What needs to be done = Collect all lines from the records below that include the word "child".

Records for this exercise =
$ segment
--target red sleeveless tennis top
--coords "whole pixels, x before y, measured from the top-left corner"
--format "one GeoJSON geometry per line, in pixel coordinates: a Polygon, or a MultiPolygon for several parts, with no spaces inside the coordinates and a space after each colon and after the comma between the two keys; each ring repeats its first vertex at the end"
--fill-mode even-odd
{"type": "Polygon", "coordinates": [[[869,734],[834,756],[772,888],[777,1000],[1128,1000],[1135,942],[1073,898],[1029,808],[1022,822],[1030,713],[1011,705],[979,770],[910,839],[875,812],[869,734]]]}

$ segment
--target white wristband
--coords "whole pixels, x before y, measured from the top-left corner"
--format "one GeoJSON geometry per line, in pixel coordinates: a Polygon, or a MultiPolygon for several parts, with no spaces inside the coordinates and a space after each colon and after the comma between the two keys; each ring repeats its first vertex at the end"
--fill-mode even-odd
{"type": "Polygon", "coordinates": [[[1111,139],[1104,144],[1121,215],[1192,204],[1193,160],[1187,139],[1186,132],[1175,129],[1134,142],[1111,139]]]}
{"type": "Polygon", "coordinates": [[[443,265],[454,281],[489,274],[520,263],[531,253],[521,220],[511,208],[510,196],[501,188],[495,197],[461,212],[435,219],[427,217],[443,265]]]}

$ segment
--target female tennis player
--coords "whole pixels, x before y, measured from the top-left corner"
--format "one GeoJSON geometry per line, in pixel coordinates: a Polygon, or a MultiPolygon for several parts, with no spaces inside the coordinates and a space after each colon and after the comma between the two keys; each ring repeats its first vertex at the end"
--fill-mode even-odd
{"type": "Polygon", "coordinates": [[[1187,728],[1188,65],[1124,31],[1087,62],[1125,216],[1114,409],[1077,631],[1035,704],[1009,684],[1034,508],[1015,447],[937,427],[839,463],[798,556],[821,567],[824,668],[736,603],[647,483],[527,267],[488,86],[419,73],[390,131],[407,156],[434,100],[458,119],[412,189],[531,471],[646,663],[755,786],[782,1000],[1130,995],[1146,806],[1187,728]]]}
---
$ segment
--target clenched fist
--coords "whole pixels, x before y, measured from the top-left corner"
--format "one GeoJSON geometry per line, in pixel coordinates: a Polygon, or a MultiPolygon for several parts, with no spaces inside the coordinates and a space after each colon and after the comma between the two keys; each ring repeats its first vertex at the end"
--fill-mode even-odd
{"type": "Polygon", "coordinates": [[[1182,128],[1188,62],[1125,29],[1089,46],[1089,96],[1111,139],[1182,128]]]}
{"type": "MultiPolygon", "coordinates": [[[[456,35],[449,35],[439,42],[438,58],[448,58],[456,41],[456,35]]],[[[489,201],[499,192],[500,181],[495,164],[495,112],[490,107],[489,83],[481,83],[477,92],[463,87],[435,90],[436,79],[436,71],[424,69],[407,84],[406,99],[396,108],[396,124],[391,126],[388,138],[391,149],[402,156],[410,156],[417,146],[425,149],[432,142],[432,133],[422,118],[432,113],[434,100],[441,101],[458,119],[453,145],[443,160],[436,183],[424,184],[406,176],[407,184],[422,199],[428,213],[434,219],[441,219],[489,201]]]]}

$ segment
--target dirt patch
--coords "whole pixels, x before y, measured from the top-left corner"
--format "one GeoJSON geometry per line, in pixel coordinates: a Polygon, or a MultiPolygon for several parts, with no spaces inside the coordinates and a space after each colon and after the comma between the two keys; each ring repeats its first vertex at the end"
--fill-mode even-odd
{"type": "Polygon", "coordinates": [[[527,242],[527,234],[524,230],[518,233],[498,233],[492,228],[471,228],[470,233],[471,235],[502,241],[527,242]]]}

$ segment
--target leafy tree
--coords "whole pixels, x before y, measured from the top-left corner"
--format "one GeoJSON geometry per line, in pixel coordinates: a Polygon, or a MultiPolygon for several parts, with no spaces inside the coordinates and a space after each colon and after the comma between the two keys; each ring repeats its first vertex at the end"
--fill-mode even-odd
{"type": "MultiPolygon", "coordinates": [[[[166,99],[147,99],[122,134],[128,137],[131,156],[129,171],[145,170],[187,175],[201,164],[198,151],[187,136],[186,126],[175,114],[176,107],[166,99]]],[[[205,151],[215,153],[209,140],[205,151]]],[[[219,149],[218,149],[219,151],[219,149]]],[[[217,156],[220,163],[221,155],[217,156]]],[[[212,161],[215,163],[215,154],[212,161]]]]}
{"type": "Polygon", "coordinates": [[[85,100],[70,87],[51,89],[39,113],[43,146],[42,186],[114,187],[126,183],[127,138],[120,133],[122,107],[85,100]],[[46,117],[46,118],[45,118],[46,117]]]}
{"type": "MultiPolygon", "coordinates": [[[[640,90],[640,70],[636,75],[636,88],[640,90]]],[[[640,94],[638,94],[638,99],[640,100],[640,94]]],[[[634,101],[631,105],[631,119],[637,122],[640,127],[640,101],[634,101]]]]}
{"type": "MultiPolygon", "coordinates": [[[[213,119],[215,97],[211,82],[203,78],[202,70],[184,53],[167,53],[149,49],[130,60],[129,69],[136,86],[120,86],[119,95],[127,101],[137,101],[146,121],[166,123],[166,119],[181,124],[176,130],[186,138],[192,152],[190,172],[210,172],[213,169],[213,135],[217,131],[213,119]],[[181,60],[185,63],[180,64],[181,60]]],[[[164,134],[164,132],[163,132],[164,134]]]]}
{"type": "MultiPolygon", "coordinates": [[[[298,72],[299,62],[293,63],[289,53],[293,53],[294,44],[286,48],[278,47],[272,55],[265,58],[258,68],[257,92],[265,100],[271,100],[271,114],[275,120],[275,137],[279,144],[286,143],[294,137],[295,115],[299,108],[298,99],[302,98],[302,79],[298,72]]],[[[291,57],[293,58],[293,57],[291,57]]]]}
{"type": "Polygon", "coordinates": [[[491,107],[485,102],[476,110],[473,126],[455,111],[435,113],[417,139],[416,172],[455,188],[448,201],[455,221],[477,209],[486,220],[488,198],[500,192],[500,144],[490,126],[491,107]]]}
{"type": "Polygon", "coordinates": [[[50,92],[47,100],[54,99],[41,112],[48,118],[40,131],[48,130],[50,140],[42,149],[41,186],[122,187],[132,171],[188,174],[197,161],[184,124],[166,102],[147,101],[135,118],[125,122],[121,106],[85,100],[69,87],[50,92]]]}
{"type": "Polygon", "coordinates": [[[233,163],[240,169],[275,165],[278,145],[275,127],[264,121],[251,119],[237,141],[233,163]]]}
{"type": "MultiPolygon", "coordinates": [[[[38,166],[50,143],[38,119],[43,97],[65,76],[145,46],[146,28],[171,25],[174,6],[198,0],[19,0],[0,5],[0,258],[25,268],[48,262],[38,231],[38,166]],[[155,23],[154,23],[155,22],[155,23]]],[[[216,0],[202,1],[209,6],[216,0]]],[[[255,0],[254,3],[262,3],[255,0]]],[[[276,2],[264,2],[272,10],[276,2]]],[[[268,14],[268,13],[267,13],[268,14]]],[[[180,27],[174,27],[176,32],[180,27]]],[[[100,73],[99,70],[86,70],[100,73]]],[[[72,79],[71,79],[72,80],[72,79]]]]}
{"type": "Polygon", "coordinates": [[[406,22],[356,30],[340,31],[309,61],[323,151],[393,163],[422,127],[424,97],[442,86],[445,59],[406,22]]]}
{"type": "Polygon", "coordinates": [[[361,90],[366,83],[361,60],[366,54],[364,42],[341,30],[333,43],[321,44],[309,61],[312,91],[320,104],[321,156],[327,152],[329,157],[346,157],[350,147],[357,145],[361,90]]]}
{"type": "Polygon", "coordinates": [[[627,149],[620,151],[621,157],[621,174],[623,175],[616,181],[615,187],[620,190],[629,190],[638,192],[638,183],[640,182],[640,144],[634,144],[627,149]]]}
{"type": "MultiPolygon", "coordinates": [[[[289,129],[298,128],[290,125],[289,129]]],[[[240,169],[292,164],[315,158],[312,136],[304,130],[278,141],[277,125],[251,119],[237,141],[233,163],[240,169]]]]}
==
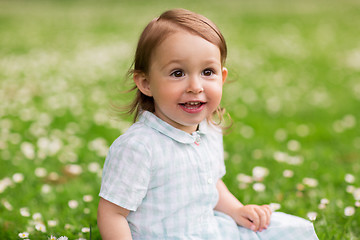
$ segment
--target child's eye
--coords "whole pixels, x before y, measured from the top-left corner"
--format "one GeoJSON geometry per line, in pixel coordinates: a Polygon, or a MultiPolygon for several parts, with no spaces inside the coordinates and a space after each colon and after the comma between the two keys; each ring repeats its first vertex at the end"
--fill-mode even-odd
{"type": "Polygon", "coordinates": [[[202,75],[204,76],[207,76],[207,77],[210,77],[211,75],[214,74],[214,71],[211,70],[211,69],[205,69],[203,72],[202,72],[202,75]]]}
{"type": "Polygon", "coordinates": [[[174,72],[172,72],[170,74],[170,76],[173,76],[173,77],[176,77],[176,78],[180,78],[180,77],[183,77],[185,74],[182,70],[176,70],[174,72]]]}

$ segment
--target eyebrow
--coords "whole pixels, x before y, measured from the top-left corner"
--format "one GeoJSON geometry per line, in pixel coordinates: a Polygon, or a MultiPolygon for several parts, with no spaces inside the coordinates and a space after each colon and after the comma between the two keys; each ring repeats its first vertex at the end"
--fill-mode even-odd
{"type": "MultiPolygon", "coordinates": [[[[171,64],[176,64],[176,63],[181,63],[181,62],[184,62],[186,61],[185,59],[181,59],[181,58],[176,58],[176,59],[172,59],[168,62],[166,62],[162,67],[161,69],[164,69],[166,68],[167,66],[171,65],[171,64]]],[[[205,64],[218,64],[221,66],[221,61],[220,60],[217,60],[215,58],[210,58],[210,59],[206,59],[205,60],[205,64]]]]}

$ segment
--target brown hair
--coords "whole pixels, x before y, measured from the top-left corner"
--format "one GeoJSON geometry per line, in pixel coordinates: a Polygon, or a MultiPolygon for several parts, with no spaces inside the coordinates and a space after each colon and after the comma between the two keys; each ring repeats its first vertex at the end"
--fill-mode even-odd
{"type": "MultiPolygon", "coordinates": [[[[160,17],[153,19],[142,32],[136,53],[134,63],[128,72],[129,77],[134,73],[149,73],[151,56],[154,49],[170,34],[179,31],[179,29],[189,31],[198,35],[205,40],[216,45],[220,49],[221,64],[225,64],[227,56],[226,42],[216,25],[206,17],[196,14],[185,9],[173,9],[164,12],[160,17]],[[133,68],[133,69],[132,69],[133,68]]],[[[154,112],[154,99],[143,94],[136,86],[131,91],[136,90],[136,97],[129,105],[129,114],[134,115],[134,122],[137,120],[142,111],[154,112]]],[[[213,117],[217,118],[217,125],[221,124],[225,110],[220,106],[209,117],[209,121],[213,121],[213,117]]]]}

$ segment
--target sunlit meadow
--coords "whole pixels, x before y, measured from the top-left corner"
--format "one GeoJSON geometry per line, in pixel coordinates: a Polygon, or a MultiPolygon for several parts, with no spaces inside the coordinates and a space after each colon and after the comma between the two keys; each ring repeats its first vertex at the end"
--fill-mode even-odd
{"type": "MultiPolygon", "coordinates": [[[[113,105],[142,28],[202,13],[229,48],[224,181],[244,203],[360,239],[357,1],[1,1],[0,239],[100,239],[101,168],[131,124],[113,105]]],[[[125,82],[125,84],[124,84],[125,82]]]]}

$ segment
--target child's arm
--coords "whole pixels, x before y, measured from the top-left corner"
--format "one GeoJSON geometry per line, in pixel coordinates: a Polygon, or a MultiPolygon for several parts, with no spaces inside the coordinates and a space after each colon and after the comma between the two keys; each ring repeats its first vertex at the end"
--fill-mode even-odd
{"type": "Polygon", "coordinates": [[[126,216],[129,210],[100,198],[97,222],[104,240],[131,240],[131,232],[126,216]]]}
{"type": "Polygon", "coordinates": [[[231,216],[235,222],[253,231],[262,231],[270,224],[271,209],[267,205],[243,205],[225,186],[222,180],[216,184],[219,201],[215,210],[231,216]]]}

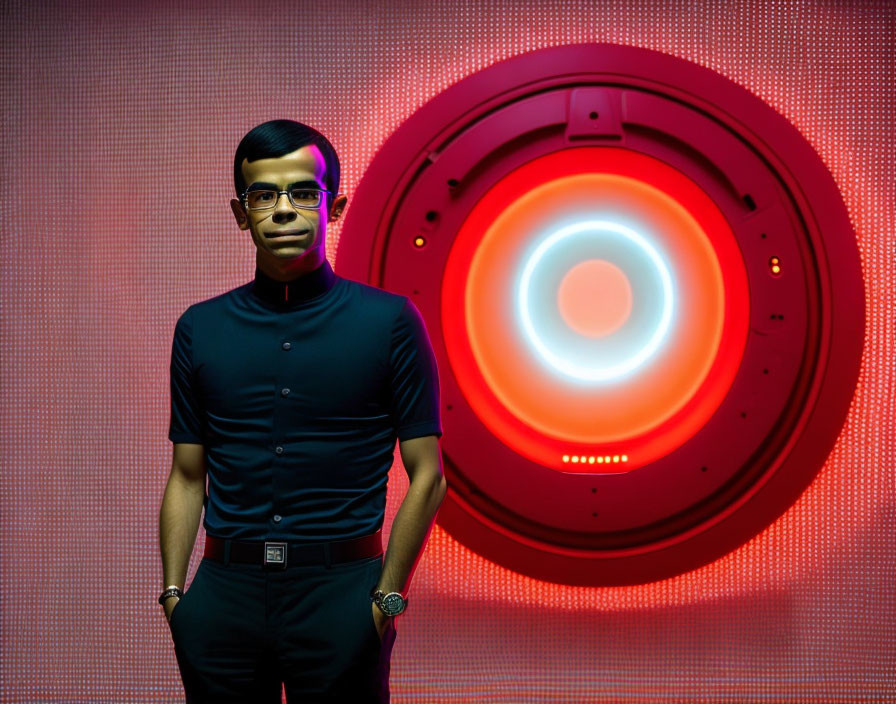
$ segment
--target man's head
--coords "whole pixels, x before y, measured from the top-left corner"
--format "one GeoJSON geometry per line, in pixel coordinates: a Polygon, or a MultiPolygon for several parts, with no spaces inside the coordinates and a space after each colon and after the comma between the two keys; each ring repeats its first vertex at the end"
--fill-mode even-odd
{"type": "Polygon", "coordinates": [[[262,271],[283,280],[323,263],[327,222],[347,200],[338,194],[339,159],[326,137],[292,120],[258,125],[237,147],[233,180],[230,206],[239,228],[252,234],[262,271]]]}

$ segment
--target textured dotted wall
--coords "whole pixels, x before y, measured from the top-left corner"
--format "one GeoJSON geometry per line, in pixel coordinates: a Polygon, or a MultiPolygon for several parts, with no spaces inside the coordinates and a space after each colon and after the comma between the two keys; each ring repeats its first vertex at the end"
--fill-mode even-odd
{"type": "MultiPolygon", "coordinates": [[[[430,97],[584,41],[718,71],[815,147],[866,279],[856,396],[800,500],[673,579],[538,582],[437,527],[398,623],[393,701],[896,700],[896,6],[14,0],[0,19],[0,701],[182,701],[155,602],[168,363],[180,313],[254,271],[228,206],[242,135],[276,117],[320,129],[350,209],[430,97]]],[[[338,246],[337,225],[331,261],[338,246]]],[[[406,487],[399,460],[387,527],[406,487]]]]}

Answer space =
--target child's eye
--target child's arm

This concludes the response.